(Data section)

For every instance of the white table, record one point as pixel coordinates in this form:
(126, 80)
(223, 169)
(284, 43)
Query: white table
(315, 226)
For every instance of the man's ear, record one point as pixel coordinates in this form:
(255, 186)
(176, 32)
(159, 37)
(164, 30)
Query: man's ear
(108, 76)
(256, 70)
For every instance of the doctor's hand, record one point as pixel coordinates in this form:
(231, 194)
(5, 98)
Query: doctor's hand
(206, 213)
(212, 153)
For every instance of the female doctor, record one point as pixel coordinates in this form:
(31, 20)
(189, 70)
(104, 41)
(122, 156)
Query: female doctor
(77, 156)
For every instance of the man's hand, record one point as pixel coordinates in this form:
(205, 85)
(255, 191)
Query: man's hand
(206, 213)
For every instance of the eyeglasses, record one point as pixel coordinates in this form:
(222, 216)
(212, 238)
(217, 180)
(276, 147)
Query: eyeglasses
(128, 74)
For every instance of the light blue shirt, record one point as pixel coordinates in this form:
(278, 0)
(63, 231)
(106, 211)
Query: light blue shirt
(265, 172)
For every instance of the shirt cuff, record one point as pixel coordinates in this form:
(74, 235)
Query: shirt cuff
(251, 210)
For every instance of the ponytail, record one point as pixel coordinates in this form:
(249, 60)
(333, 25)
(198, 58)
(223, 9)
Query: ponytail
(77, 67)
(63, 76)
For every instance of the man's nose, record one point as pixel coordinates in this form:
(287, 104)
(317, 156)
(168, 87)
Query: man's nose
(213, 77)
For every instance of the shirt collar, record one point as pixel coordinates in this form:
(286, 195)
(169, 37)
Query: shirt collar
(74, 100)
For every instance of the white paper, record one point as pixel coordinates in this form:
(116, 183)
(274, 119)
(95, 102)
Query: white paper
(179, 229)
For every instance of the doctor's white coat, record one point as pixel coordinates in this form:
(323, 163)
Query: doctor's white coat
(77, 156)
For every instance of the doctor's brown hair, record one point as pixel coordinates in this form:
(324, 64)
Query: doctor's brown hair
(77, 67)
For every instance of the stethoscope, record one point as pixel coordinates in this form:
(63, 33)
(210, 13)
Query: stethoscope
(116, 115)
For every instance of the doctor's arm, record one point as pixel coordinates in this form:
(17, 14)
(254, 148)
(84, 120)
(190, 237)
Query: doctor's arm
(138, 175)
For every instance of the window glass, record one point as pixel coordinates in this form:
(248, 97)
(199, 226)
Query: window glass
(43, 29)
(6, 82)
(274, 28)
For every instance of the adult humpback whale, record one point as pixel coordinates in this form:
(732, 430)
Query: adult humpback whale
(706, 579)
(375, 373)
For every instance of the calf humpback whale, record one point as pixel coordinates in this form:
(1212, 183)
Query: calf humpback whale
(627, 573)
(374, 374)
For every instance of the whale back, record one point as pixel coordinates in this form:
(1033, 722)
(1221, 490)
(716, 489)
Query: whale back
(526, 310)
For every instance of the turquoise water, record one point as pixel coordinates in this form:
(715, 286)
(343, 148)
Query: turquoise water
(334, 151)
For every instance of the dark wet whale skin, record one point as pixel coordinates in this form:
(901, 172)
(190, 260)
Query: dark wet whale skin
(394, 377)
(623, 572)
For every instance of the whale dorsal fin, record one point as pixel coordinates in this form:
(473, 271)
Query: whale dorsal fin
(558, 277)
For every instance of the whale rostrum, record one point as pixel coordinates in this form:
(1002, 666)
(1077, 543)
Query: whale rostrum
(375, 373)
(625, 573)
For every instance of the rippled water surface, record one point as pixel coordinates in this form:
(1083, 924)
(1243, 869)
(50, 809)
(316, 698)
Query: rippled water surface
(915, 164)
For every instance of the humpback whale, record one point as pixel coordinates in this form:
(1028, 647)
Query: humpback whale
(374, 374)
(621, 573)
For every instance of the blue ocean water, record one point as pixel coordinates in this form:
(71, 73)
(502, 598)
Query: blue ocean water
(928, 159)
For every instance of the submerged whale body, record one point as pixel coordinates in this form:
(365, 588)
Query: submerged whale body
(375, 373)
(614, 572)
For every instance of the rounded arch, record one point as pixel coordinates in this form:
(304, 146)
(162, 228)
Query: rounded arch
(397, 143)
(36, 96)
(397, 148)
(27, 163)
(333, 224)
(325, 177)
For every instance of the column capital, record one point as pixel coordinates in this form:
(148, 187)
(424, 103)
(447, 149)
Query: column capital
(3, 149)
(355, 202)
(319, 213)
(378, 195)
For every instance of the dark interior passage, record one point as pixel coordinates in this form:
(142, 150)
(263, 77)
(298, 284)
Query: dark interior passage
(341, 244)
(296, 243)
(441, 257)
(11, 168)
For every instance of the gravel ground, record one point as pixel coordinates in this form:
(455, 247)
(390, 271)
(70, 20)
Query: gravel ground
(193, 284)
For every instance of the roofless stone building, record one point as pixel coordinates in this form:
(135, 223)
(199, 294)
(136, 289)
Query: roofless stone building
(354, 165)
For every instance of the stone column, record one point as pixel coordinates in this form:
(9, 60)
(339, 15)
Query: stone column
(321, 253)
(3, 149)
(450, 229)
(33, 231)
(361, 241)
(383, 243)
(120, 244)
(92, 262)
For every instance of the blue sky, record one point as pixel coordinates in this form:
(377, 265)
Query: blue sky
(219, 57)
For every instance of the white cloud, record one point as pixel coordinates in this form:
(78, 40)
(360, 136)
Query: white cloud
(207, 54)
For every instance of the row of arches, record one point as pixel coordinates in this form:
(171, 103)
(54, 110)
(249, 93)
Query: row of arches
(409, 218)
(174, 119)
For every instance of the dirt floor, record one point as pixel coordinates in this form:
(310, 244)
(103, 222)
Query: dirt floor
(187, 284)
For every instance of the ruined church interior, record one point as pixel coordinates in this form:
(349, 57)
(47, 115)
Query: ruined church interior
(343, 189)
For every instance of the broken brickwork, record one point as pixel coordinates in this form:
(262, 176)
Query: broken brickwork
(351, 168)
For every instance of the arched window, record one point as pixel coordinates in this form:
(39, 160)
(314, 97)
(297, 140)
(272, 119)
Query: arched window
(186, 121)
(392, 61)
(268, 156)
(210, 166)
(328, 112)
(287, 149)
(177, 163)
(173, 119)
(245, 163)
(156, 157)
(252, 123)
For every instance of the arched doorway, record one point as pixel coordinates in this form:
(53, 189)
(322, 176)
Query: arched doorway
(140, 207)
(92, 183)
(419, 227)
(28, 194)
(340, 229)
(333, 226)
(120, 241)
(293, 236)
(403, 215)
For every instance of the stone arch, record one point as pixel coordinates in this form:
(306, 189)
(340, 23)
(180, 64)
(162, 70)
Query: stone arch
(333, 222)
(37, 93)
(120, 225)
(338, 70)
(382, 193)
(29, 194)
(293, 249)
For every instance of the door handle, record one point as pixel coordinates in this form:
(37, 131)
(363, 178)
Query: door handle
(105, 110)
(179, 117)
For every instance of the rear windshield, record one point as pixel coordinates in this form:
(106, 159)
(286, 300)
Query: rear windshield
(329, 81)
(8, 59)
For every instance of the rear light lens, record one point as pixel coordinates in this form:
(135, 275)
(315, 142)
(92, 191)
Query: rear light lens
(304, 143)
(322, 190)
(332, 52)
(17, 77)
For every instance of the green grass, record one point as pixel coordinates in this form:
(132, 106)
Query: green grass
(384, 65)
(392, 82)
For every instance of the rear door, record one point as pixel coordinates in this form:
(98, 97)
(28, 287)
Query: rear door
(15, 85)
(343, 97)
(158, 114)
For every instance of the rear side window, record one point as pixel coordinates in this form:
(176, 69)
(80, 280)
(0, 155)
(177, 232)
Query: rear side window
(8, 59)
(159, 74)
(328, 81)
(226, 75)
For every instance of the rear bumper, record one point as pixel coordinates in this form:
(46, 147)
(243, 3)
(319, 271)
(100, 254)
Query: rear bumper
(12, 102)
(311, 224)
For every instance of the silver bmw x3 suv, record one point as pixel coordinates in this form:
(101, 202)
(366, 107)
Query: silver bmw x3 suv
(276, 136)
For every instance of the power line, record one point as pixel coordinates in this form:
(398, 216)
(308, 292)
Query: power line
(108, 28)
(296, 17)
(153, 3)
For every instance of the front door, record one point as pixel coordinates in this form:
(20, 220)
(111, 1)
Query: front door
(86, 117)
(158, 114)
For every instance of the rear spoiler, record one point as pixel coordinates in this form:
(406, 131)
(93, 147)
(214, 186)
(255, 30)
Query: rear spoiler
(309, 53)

(End Data section)

◆ **Exercise aim**:
What is needed is an exact copy of the lines above, from the one containing "(1033, 722)" through the one containing "(1083, 924)", with nothing added.

◆ **Result for this task**:
(1033, 722)
(1221, 490)
(716, 489)
Query: whale back
(526, 310)
For every instance of the turquoise water, record one point as pixel coordinates in this form:
(715, 286)
(343, 148)
Query: turquoise water
(334, 151)
For every instance of the dark wet whale skin, record one point as pixel coordinates in this form:
(901, 172)
(190, 260)
Query: dark wet whale skin
(394, 377)
(623, 572)
For every instance of the whale dorsal fin, record one point as pixel coordinates in this form:
(473, 271)
Query: whale dorsal fin
(558, 277)
For every instance of the whale rostrum, record one point as pixel coordinates in this form:
(1002, 666)
(1077, 543)
Query: whale rostrum
(375, 373)
(625, 573)
For every instance of the rippled water surface, record one point as pixel coordinates in this form:
(1083, 924)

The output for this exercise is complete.